=== TÂCHE DEMANDÉE ===
Comptez les lignes des entrées ci-dessous qui contiennent la chaîne "bare", en respectant la casse, et donnez uniquement ce nombre.

(Extraits de données d'annotation de localisation)
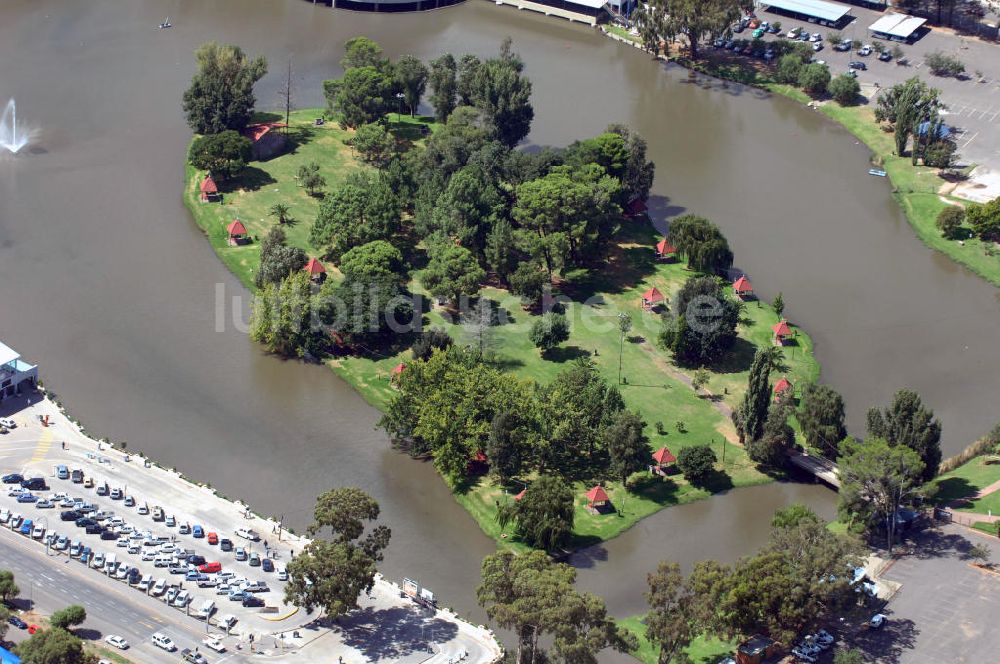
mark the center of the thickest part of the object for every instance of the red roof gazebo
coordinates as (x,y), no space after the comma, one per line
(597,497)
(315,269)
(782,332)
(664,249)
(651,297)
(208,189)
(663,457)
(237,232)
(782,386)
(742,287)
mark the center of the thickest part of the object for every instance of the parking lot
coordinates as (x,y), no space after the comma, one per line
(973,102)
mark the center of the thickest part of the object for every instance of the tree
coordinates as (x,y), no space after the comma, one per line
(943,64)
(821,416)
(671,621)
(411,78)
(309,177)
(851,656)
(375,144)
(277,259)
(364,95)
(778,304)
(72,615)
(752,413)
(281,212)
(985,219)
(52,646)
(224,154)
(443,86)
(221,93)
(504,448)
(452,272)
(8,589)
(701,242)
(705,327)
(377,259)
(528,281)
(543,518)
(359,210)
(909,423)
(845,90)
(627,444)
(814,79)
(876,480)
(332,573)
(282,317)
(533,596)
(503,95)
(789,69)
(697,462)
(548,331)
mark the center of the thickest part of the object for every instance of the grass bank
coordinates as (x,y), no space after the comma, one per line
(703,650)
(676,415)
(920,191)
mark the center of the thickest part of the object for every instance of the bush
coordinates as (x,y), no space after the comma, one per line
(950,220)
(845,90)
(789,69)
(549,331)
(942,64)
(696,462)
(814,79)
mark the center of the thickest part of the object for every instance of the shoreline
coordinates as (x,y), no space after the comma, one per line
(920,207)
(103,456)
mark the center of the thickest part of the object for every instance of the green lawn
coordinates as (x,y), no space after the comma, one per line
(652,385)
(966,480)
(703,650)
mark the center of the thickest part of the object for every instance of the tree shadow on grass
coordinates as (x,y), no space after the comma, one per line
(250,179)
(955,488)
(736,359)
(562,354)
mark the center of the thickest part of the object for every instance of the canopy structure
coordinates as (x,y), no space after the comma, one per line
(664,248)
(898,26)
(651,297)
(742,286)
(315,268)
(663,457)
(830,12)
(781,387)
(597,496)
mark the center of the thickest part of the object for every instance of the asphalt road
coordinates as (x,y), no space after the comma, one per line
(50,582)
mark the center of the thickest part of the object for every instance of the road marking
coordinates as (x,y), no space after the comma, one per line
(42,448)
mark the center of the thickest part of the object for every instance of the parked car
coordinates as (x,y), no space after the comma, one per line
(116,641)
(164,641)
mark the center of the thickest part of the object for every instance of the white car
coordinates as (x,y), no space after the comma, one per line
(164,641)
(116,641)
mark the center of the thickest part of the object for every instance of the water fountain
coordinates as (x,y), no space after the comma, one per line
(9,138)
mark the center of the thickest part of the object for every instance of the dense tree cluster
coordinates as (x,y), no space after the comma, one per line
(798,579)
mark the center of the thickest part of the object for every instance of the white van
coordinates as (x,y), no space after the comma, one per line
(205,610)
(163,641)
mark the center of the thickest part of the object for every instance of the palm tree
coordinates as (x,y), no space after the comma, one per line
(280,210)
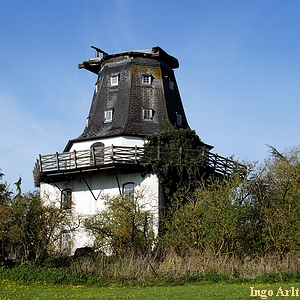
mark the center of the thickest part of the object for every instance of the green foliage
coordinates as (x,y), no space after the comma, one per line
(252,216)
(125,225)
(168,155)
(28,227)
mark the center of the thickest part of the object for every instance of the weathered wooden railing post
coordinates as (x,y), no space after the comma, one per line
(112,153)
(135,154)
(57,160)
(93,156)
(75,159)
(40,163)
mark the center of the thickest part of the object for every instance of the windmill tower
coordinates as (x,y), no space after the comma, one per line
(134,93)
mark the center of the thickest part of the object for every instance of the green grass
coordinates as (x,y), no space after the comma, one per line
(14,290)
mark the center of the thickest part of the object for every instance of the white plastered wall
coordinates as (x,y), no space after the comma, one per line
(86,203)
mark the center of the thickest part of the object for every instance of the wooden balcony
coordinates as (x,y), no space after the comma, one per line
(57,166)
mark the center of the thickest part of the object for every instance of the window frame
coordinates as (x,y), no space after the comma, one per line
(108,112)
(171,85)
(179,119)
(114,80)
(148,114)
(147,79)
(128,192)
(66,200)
==
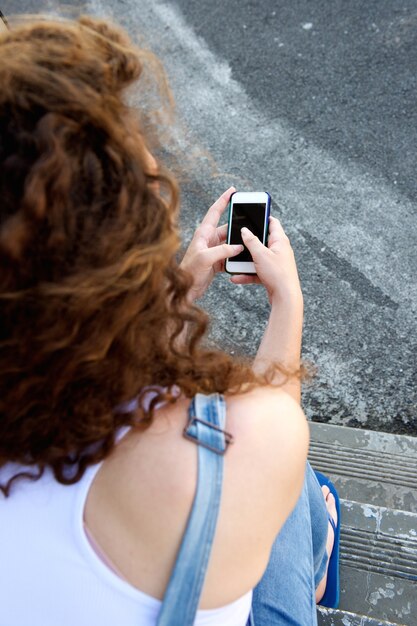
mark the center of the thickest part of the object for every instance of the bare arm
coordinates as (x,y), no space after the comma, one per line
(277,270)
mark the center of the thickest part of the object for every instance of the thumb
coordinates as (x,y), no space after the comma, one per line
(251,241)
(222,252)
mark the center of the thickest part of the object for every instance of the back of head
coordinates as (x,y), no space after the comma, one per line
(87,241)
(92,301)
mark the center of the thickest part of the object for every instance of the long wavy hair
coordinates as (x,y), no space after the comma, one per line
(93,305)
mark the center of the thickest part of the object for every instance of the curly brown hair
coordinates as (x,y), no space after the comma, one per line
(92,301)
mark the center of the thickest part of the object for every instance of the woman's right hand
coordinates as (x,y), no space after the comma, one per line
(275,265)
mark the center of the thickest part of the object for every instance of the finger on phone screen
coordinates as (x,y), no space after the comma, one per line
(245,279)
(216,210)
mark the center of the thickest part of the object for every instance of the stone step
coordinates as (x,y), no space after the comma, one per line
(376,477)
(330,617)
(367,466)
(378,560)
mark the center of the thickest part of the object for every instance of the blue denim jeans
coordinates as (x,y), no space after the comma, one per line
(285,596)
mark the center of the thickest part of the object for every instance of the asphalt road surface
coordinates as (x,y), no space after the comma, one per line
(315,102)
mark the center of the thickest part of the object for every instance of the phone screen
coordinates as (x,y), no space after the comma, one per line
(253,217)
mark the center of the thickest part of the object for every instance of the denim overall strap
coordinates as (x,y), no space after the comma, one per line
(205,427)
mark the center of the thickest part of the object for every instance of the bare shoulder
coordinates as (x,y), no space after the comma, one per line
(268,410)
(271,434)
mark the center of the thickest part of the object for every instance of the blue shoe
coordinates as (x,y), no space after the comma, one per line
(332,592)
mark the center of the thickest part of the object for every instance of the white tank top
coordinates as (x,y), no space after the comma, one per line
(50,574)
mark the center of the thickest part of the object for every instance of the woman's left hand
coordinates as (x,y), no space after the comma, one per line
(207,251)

=== RÉPONSE ATTENDUE ===
2